Task to complete: The result should be a faithful copy of every entry below, with the pictures left out.

Dataset entries

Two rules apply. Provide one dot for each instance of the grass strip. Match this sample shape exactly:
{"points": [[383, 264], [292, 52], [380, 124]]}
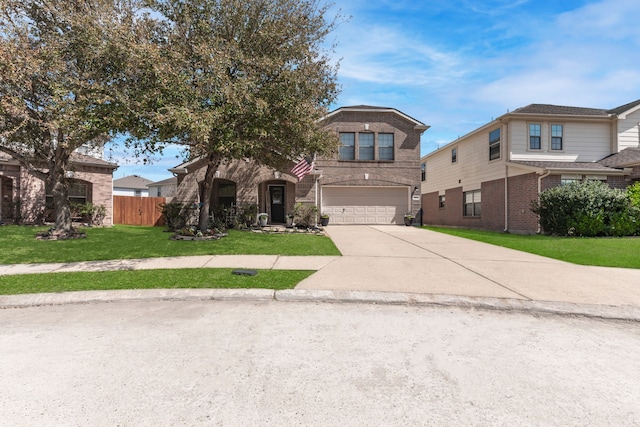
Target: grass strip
{"points": [[601, 251], [150, 279], [19, 245]]}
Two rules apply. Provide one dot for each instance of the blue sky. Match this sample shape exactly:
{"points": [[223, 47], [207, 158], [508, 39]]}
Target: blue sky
{"points": [[457, 64]]}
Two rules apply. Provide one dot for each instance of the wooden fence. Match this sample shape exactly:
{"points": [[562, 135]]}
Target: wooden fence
{"points": [[131, 210]]}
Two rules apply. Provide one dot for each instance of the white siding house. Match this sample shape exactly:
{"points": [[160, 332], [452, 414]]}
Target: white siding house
{"points": [[489, 177]]}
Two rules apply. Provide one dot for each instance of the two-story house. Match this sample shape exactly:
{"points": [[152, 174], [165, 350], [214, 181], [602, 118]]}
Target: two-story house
{"points": [[489, 177], [373, 179]]}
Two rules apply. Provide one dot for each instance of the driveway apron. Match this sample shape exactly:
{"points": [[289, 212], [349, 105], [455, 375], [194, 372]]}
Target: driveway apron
{"points": [[410, 259]]}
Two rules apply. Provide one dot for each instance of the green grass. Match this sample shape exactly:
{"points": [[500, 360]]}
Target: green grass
{"points": [[149, 279], [18, 245], [605, 252]]}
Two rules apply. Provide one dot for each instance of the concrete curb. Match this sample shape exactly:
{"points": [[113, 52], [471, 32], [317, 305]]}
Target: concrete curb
{"points": [[625, 313], [628, 313]]}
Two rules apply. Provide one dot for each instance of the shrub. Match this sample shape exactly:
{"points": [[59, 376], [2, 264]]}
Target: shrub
{"points": [[633, 191], [586, 208], [305, 215], [88, 212], [175, 215]]}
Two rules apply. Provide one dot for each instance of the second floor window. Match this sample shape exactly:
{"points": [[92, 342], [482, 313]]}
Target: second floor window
{"points": [[494, 144], [556, 137], [472, 203], [385, 146], [365, 146], [347, 146], [534, 137]]}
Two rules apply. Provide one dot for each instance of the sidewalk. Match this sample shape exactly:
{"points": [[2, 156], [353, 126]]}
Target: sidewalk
{"points": [[392, 265]]}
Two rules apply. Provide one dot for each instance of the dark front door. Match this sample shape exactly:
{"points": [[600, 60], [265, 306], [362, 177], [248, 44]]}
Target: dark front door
{"points": [[276, 195]]}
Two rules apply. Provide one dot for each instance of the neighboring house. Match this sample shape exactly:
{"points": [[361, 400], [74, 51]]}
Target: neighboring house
{"points": [[165, 188], [25, 199], [374, 179], [489, 177], [132, 185]]}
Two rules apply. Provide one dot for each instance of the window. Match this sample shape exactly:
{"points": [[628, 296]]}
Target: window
{"points": [[494, 144], [385, 146], [365, 146], [534, 137], [472, 201], [347, 146], [226, 193], [556, 137], [77, 192]]}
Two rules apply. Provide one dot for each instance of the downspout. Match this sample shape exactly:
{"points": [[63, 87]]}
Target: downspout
{"points": [[540, 178], [506, 197], [506, 179]]}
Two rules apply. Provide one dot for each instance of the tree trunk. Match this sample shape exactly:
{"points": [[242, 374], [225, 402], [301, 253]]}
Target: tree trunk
{"points": [[213, 163], [60, 192]]}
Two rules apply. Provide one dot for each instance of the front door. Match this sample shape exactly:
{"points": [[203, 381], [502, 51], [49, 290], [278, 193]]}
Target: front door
{"points": [[276, 196]]}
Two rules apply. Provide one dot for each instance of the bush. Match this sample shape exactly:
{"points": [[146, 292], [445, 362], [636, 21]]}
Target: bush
{"points": [[633, 191], [305, 216], [175, 215], [587, 208], [88, 212]]}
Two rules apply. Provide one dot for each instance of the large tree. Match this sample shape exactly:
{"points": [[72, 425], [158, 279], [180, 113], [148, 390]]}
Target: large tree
{"points": [[62, 65], [238, 79]]}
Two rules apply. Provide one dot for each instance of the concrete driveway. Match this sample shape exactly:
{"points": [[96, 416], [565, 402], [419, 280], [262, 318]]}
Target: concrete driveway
{"points": [[410, 259]]}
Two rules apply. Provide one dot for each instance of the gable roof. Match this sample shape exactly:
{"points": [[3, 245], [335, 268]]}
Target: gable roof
{"points": [[169, 181], [625, 108], [561, 110], [132, 181], [569, 167], [625, 158], [370, 108]]}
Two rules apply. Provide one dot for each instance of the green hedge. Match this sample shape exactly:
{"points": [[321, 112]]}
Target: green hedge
{"points": [[589, 208]]}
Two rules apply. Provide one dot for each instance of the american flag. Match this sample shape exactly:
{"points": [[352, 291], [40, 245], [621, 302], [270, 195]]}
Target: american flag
{"points": [[303, 167]]}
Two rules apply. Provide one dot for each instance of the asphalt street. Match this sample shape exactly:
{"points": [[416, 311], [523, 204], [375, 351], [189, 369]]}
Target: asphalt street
{"points": [[167, 363]]}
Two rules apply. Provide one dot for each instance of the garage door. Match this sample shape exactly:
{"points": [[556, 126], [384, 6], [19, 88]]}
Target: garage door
{"points": [[365, 205]]}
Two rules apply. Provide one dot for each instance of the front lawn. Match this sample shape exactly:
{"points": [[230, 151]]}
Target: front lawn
{"points": [[149, 279], [19, 246], [605, 252]]}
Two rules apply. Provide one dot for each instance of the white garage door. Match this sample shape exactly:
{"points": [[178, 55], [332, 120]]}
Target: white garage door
{"points": [[365, 205]]}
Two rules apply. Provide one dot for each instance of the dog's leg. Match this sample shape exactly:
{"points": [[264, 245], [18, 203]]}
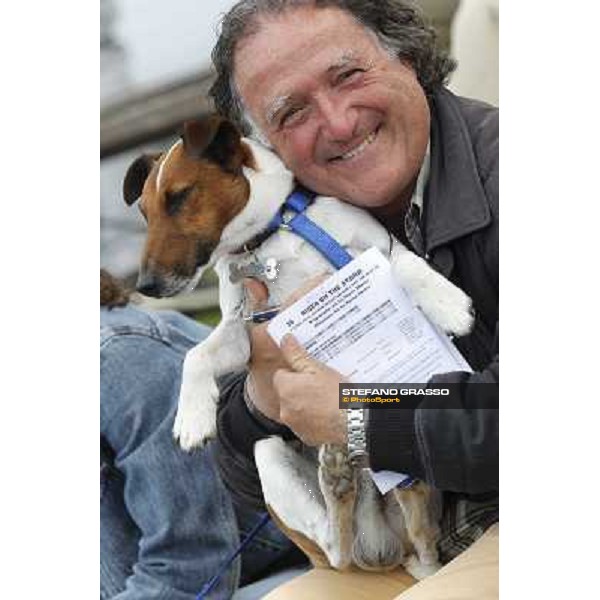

Solution for this problem:
Two rules apply. Provide one dot for each instance of the grass strip. Match this sample shape exactly:
{"points": [[383, 264], [292, 52], [380, 124]]}
Target: grass strip
{"points": [[601, 251], [150, 279], [19, 245]]}
Two rules apply. Provide one dot for each instance of the blue sky. Match this sample shape exactly:
{"points": [[223, 47], [207, 158], [508, 39]]}
Target: blue sky
{"points": [[457, 64]]}
Two rules apply. Provide one dot for each instance of the wooden fence. Match this sample shape exactly:
{"points": [[562, 135]]}
Target: wooden fence
{"points": [[131, 210]]}
Two rules apply. Provide one dot for each instance of the white siding house. Match this sample shape exactly:
{"points": [[160, 332], [452, 414]]}
Target: white siding house
{"points": [[489, 177]]}
Two rules apply. Provide one dot for each instance of the two-story house. Match this sample shape exactly:
{"points": [[152, 174], [165, 350], [214, 181], [602, 118]]}
Target: two-story house
{"points": [[489, 177], [373, 179]]}
Two rules apply. Provide one dot for each instance of the driveway apron. Match this sample shape exactly:
{"points": [[289, 212], [349, 105], [455, 375], [194, 372]]}
Target: driveway apron
{"points": [[410, 259]]}
Two rules apply. Provide one dot for each instance of the green grass. Match this sample shape exactly:
{"points": [[500, 360]]}
Target: green grass
{"points": [[149, 279], [18, 245], [605, 252]]}
Two rules apply. Provide one dot for each instance of the concrete curb. Match this sample shape exactly:
{"points": [[113, 52], [471, 32], [317, 305]]}
Target: concrete curb
{"points": [[625, 313], [628, 313]]}
Two rules apply. Provide one dot for each instance of the shrub. Match this sample shape exactly:
{"points": [[59, 376], [2, 264]]}
Target: shrub
{"points": [[633, 191], [586, 208], [305, 215], [88, 212], [175, 215]]}
Two rules apply. Provide one dot for each instance of the second floor window. Match this sample shape exactly:
{"points": [[92, 342], [482, 313]]}
Target: second floor window
{"points": [[494, 144], [556, 137], [472, 203], [385, 146], [365, 146], [347, 146], [534, 137]]}
Two rules apply. Provide one dot for each instance of the sidewalk. Match this sample shape exactly:
{"points": [[2, 156], [353, 126]]}
Target: sidewalk
{"points": [[392, 265]]}
Two rules apply. Provide one dot for each instance of the dark front door. Match this sample shape exactly:
{"points": [[600, 60], [265, 306], [362, 177], [248, 44]]}
Target: dark front door
{"points": [[276, 195]]}
Two rules apply. Provide one dot for each instance of the neighboring house. Match this sample shape exactly:
{"points": [[361, 400], [74, 51]]}
Target: neighboring house
{"points": [[165, 188], [25, 199], [374, 179], [489, 177], [132, 185]]}
Two rules apply. Provide one dot for each instance of the window. Match this sample shape exactly:
{"points": [[628, 296]]}
Target: window
{"points": [[494, 144], [385, 146], [365, 146], [534, 137], [472, 201], [347, 146], [226, 193], [556, 137], [77, 192]]}
Two rules apply. Provide one dot for each instance of the downspout. Match this sample shape exactly:
{"points": [[63, 87]]}
Target: downspout
{"points": [[540, 178], [506, 197], [506, 179]]}
Two rules apply. Provide one dot for each instance of the tree trunk. Match this sample shape exactly:
{"points": [[242, 374], [225, 402], [301, 253]]}
Target: tree trunk
{"points": [[213, 163], [60, 192]]}
Two rules apply. Provide one dot for each instance of the front door. Match this sample shape exactly:
{"points": [[203, 381], [502, 51], [49, 290], [278, 193]]}
Target: front door
{"points": [[276, 196]]}
Two rules apply. Provide one dot for each instance of the bush. Match this sample shape exactly:
{"points": [[146, 292], [445, 362], [636, 21]]}
Target: bush
{"points": [[633, 191], [305, 216], [175, 215], [587, 208], [88, 212]]}
Two rules apply. Provide one dot for each instance of the large tree. Match this sample shape exactly:
{"points": [[72, 425], [158, 279], [180, 113], [148, 390]]}
Target: large tree
{"points": [[62, 65], [238, 79]]}
Two rules apply. Provide one dot for each instance of the concrete driveway. Match this sample shape exactly:
{"points": [[96, 416], [565, 402], [419, 280], [262, 318]]}
Target: concrete driveway
{"points": [[410, 259]]}
Two rules apply. Provide one dot for each instance of the gable roof. Match this sample shape exactly:
{"points": [[3, 245], [335, 268]]}
Target: gable roof
{"points": [[169, 181], [625, 108], [561, 110], [132, 181], [569, 167], [625, 158], [370, 108]]}
Two rules apply. Provide one dot for each instance of the green hedge. Match this sample shape exactly:
{"points": [[321, 112]]}
Target: green hedge
{"points": [[589, 208]]}
Two rules apply. Provide one dot for each instance of the american flag. Match this sample shape exactly:
{"points": [[352, 291], [40, 245], [621, 302], [270, 195]]}
Target: american flag
{"points": [[303, 167]]}
Two rules apply. Provide one dot for each instance of the asphalt street. Match this sample shape exactly:
{"points": [[416, 311], [523, 204], [375, 351], [189, 369]]}
Target: asphalt street
{"points": [[167, 363]]}
Two rules apply. Provide one dot for each instance of the garage door. Match this sample shape exactly:
{"points": [[556, 126], [384, 6], [19, 88]]}
Target: garage door
{"points": [[365, 205]]}
Two rules apply. Provide one dot for each instance of the front lawn. Match this sample shape exactly:
{"points": [[230, 151]]}
Target: front lawn
{"points": [[149, 279], [19, 246], [605, 252]]}
Two rules apply. Provide one dot for each instance of the white garage door. Match this sample shape exactly:
{"points": [[178, 55], [332, 120]]}
Target: white garage door
{"points": [[365, 205]]}
Two rules apply. Provide one dot for each instance of the dog's leg. Match this sample shape exactly:
{"points": [[264, 245], [18, 203]]}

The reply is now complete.